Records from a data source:
--------------------------------------------------

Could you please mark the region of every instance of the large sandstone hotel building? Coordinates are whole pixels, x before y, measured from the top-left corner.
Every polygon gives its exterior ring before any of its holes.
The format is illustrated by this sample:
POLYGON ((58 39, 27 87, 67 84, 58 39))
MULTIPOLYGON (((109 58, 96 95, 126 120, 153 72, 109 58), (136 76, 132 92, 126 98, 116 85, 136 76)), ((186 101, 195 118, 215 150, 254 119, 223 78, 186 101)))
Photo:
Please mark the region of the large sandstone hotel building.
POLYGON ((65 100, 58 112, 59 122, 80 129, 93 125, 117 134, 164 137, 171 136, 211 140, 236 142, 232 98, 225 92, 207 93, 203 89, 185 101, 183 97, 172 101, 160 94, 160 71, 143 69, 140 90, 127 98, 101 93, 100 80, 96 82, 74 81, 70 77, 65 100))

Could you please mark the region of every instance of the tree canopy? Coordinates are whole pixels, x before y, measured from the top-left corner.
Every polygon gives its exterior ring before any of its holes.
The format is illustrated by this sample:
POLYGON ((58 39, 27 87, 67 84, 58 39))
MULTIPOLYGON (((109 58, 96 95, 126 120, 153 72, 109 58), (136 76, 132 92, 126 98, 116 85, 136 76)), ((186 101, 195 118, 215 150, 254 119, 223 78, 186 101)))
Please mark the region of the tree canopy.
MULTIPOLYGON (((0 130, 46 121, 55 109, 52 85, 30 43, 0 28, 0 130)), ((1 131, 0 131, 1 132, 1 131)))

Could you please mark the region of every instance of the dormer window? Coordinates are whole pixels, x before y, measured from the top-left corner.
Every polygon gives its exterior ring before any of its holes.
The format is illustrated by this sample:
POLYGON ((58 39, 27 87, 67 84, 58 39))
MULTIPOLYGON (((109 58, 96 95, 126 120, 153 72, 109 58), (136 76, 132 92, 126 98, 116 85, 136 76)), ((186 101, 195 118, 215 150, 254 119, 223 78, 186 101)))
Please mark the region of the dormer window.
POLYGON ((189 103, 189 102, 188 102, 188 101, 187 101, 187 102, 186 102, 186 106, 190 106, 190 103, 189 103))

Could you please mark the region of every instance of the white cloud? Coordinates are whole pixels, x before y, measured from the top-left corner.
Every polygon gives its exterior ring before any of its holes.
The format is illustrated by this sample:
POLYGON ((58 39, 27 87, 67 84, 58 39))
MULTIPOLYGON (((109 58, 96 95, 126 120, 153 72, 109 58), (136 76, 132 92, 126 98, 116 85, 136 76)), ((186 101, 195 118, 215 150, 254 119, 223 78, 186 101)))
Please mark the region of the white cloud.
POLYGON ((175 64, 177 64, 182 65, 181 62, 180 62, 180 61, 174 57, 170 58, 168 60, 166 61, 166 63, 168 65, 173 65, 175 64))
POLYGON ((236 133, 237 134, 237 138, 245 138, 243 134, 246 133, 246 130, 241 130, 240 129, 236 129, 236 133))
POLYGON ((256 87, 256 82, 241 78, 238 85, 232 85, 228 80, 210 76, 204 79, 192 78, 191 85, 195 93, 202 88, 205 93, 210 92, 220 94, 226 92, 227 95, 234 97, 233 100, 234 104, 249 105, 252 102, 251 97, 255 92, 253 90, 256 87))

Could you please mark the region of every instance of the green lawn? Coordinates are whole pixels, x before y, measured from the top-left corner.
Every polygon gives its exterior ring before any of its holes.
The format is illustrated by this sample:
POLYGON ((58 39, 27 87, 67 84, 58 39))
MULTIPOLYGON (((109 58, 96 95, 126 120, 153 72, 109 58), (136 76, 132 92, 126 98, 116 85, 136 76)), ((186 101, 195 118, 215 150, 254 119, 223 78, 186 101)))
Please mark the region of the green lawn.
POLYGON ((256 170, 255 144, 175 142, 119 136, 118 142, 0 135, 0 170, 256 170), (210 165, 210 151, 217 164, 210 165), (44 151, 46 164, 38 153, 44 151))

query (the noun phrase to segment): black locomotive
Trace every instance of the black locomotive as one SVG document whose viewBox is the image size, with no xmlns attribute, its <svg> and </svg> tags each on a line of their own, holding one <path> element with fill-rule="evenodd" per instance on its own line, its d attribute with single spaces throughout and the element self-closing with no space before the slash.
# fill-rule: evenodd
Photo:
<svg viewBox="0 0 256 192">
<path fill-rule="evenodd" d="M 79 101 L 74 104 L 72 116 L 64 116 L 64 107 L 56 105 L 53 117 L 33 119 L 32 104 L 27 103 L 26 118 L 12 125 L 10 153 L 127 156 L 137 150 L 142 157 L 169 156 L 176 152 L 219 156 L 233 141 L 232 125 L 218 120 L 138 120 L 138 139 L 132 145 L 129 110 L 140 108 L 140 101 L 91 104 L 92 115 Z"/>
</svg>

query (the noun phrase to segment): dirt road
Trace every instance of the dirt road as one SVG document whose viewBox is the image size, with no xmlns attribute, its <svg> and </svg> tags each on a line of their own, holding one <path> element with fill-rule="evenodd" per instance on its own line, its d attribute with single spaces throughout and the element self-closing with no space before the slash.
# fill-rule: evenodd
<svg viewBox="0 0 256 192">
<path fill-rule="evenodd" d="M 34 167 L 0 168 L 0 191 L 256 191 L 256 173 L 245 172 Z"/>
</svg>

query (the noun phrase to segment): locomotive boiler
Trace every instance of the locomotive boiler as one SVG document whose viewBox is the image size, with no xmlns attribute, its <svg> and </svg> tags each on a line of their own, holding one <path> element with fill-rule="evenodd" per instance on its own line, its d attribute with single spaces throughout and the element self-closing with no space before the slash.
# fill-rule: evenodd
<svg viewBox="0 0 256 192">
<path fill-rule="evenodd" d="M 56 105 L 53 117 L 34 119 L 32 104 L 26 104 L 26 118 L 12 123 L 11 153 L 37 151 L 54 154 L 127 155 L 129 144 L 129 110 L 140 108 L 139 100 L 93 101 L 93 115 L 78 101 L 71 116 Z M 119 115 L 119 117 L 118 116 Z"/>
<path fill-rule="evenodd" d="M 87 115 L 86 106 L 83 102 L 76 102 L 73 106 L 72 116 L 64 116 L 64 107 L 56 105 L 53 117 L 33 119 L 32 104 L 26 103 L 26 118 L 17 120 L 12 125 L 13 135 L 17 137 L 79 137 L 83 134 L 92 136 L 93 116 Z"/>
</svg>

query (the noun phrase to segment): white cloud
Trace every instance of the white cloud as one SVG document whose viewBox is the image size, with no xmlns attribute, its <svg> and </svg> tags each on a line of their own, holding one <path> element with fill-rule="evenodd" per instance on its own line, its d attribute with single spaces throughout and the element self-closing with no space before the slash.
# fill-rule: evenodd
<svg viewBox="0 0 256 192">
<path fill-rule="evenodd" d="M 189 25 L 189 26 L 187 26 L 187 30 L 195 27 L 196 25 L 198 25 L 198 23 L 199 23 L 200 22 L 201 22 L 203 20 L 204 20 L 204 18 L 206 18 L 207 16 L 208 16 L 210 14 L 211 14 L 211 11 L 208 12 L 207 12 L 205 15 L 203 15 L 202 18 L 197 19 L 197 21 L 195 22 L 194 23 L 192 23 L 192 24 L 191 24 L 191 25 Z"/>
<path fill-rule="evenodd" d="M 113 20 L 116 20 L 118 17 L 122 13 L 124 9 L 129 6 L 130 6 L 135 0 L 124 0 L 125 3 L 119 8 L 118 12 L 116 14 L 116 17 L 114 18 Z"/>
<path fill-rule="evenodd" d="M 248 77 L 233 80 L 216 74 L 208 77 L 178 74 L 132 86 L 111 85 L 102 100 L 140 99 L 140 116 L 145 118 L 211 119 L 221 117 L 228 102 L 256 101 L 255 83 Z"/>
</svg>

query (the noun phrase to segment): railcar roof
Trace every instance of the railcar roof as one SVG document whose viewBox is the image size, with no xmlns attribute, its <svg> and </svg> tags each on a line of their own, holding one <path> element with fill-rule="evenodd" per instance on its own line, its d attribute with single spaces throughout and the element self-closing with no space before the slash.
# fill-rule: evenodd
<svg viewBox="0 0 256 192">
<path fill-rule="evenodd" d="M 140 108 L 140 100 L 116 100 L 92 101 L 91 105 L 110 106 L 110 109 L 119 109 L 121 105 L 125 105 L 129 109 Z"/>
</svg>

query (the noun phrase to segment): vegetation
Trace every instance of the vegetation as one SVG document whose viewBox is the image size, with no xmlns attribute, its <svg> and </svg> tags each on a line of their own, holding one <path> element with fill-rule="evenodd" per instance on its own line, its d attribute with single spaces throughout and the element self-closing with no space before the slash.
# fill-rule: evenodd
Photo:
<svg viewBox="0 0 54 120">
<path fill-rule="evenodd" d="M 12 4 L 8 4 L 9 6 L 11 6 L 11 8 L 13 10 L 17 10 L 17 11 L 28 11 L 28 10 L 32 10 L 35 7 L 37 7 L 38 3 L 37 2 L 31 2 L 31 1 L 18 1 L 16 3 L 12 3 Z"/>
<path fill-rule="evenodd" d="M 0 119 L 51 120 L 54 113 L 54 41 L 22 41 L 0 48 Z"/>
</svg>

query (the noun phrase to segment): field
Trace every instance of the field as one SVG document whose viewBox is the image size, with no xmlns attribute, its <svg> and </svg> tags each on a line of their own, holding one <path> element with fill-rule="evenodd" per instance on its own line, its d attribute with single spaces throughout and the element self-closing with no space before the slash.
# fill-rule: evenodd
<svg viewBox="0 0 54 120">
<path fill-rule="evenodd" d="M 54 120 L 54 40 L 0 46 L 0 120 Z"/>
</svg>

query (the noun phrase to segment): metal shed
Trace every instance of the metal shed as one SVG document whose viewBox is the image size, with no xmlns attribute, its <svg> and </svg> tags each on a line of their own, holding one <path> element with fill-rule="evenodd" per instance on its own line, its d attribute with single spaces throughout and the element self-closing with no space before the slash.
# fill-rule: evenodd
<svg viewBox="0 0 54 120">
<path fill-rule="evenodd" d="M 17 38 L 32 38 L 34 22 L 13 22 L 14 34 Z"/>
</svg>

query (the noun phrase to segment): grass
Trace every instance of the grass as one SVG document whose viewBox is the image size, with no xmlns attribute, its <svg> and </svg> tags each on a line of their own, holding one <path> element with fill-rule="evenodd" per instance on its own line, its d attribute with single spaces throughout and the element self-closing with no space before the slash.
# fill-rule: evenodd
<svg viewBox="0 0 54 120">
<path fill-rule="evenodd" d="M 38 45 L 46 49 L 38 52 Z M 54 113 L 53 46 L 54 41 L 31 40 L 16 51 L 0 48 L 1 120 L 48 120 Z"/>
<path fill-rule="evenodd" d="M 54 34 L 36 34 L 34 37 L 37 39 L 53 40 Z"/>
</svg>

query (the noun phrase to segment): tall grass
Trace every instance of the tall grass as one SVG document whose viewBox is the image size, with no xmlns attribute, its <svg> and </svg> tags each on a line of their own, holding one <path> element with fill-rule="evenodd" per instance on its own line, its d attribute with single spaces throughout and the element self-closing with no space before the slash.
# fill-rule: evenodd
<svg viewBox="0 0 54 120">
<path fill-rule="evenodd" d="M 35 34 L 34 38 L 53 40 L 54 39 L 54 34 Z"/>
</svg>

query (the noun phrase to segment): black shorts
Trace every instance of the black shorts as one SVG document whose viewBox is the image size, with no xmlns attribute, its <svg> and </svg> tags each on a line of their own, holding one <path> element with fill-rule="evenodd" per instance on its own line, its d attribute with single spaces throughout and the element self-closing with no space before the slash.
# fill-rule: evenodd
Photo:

--------------------------------------------------

GOAL OF THE EXERCISE: Starting with the line containing "the dormer window?" and going on through the line containing "POLYGON ((189 103, 189", write those lines out again, substituting "roof window" for every "dormer window" and changing nothing else.

WORKED ANSWER:
Could you please mark the region of every instance of the roof window? Coordinates are whole pixels, x before y, measured from the top-left corner.
Every polygon gives its exterior ring before any of its holes.
The format is illustrated by this sample:
POLYGON ((58 39, 27 87, 67 84, 58 39))
MULTIPOLYGON (((109 58, 96 95, 126 120, 153 72, 109 58), (136 76, 132 92, 126 98, 116 85, 136 76)), ((186 101, 195 118, 215 150, 254 119, 223 78, 186 101)))
Please mark the region of the roof window.
POLYGON ((189 103, 189 102, 188 102, 188 101, 187 101, 187 102, 186 102, 186 106, 190 106, 190 103, 189 103))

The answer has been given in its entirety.